> [EXTRACTED RECORDS]:
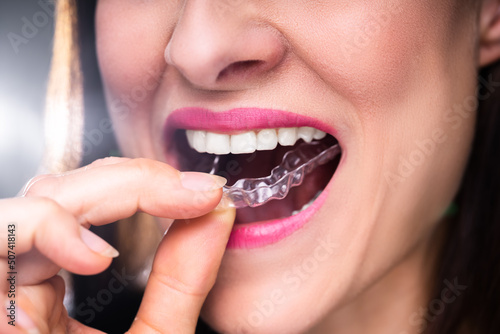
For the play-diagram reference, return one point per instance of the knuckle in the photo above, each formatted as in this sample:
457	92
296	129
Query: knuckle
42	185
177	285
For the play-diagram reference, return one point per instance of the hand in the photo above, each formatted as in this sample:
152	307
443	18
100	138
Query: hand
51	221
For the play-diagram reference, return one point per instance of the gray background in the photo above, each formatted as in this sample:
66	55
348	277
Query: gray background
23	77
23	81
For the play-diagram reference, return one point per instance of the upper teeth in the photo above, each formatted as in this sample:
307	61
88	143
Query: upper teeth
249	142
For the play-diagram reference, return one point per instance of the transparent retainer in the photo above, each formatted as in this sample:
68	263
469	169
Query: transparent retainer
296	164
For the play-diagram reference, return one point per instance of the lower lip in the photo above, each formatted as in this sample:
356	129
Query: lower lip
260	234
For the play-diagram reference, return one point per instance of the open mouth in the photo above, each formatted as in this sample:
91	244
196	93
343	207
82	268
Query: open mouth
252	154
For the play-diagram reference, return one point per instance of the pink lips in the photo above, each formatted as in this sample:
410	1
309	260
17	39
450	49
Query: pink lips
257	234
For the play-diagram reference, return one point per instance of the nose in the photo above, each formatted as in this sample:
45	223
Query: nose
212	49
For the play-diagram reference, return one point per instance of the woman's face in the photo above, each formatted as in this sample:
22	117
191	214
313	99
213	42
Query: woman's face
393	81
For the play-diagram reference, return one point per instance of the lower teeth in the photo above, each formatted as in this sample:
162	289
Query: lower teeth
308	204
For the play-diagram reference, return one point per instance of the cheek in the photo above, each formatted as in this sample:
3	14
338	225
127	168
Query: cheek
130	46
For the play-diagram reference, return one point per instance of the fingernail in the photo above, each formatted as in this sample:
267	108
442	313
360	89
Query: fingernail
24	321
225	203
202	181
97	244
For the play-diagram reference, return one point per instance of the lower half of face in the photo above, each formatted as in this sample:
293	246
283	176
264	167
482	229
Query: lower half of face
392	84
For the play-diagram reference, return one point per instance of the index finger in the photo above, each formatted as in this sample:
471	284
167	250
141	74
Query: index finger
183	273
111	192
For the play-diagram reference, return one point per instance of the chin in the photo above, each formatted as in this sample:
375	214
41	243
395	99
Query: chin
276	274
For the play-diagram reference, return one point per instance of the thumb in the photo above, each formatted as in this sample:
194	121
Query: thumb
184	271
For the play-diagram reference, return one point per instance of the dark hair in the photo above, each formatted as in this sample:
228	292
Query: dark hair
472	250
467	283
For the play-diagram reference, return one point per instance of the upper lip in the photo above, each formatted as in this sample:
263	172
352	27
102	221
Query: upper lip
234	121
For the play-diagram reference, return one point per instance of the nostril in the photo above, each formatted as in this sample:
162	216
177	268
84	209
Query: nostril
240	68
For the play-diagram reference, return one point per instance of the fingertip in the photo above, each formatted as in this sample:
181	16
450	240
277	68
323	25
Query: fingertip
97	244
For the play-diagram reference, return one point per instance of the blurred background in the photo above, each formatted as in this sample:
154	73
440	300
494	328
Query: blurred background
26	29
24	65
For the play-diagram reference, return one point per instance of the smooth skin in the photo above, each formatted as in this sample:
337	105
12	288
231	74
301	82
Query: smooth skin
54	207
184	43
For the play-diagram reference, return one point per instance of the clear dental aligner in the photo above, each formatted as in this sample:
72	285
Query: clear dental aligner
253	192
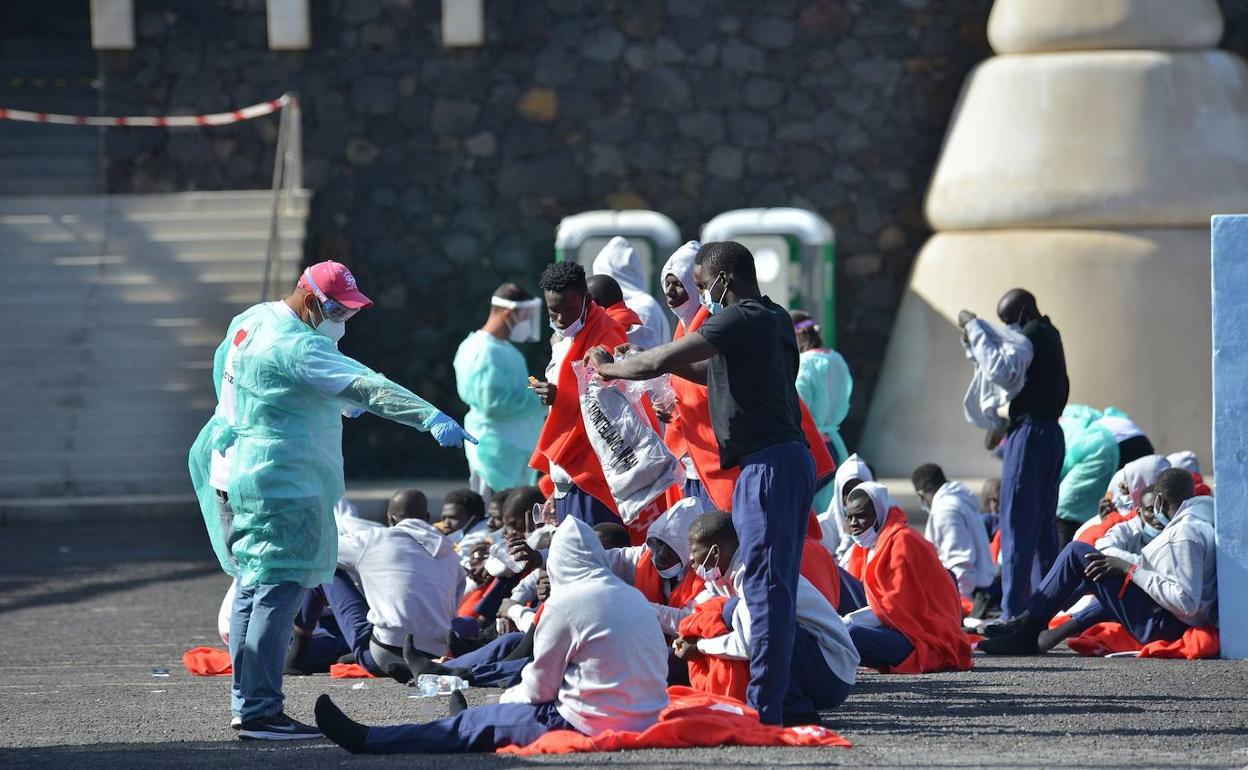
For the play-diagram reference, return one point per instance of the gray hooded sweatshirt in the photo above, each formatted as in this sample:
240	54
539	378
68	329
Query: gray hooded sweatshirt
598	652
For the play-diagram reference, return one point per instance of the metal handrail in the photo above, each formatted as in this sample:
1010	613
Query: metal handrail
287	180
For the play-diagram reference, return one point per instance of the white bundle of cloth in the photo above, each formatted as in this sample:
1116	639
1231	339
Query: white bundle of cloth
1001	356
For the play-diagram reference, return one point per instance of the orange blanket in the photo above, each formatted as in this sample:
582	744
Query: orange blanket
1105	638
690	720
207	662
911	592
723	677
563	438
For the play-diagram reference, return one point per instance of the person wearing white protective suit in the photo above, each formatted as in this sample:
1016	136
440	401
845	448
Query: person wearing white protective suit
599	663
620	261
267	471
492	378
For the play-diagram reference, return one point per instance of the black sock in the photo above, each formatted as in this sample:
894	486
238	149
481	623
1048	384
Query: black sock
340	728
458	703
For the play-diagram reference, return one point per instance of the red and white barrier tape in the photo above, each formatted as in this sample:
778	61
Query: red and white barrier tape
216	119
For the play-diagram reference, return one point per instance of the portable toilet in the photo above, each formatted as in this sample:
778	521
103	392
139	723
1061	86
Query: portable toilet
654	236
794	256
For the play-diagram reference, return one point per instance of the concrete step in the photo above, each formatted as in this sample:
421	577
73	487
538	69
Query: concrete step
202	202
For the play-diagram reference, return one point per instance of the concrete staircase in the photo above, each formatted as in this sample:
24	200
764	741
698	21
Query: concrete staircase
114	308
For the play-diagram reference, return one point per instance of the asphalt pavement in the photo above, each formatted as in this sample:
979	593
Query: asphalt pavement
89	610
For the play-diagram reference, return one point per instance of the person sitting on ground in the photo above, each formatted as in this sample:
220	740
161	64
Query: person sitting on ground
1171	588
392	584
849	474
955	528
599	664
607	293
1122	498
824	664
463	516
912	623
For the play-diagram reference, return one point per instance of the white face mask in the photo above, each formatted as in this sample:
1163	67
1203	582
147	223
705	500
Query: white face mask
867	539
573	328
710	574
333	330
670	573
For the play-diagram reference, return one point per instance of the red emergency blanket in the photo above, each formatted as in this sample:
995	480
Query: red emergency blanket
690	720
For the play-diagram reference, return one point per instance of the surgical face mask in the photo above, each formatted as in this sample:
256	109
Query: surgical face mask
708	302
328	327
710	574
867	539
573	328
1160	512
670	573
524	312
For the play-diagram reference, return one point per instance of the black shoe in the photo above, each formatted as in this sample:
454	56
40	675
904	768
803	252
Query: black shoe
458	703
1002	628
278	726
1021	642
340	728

* * *

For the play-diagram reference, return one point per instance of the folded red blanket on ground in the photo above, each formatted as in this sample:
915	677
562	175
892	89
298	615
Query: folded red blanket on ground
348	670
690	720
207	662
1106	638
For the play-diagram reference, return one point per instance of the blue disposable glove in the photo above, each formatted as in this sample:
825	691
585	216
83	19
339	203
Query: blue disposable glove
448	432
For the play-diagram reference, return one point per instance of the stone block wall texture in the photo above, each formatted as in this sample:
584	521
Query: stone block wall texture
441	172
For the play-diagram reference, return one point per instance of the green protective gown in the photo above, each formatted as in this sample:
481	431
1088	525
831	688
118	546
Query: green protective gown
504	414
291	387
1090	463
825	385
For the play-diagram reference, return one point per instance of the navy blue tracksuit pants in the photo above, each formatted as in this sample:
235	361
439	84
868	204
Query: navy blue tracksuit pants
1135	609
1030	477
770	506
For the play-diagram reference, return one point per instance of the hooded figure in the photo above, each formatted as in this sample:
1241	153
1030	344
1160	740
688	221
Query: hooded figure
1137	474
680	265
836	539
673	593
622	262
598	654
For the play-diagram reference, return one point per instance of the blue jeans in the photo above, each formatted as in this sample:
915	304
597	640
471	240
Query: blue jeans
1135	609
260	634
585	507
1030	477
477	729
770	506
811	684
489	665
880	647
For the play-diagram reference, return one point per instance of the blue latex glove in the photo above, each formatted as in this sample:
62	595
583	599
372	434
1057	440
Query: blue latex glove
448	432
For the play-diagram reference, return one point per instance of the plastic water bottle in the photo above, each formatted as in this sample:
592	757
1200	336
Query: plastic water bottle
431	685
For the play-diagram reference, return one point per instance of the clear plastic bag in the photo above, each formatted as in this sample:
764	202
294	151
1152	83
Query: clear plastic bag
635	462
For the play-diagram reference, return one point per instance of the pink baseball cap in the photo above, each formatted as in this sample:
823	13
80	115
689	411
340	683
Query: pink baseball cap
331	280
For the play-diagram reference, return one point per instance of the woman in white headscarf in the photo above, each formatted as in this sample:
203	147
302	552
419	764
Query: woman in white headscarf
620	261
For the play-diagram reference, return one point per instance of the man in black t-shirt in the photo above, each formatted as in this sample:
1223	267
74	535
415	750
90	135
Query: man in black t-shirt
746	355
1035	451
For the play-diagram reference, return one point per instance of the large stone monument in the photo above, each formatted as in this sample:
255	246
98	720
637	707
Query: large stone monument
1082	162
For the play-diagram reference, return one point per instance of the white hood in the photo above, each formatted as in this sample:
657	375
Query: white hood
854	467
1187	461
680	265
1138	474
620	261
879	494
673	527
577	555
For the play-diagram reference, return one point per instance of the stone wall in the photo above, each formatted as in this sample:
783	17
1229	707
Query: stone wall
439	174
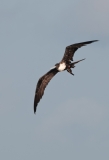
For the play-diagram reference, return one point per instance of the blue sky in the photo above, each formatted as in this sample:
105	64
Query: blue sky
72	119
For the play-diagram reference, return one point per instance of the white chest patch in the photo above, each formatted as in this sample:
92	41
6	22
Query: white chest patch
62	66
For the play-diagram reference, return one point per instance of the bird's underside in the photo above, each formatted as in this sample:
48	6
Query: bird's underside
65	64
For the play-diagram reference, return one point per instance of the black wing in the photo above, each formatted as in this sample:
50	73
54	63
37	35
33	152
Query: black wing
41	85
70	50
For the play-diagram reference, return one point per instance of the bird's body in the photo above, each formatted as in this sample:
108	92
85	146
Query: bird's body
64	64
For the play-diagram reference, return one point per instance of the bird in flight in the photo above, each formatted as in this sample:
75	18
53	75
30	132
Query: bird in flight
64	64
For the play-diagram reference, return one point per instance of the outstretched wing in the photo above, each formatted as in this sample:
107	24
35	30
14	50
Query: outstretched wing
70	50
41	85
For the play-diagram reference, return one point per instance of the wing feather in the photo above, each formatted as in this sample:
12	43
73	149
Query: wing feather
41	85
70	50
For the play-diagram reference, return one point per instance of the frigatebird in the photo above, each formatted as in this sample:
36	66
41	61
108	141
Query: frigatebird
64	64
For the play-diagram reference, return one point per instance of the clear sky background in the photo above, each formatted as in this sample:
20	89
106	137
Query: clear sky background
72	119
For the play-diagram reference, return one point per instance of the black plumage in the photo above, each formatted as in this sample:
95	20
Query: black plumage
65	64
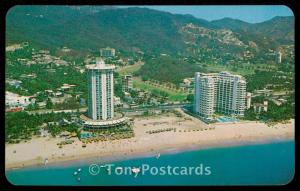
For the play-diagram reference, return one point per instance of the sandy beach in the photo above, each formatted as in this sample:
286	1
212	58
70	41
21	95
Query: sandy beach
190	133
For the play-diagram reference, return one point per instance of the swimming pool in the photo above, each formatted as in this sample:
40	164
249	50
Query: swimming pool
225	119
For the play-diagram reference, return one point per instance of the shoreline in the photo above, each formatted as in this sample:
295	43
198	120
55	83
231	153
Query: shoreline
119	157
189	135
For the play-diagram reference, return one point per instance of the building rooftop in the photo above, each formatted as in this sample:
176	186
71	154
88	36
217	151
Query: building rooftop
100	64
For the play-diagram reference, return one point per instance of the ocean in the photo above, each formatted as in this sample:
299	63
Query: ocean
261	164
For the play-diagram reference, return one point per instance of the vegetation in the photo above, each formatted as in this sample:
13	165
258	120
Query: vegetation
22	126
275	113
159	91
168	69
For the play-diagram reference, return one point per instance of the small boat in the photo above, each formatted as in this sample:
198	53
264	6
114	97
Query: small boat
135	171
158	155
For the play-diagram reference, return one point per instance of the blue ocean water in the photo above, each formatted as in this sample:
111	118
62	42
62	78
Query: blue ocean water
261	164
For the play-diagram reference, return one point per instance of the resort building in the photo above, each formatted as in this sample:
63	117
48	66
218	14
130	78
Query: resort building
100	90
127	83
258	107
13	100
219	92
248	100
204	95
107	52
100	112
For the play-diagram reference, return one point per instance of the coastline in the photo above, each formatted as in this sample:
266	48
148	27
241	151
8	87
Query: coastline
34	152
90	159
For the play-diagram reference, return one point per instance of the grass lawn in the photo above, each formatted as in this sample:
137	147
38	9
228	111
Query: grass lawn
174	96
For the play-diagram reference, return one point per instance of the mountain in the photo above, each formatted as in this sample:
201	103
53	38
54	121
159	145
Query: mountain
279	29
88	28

> [WHAT YOU SHOULD DO]: One stretch of the lines above is wanted, from the line that contains "of the knuckle" through the line that contains "of the hand". Output it exactly.

> [TASK RESPONSE]:
For the play-diagram reference, return one point per instance of the knuckle in the photo above, each formatted as in this sample:
457	92
296	129
Query: knuckle
42	185
177	285
For the play-diagram reference, return one point per instance of the hand in the photo above, each formatted as in this sample:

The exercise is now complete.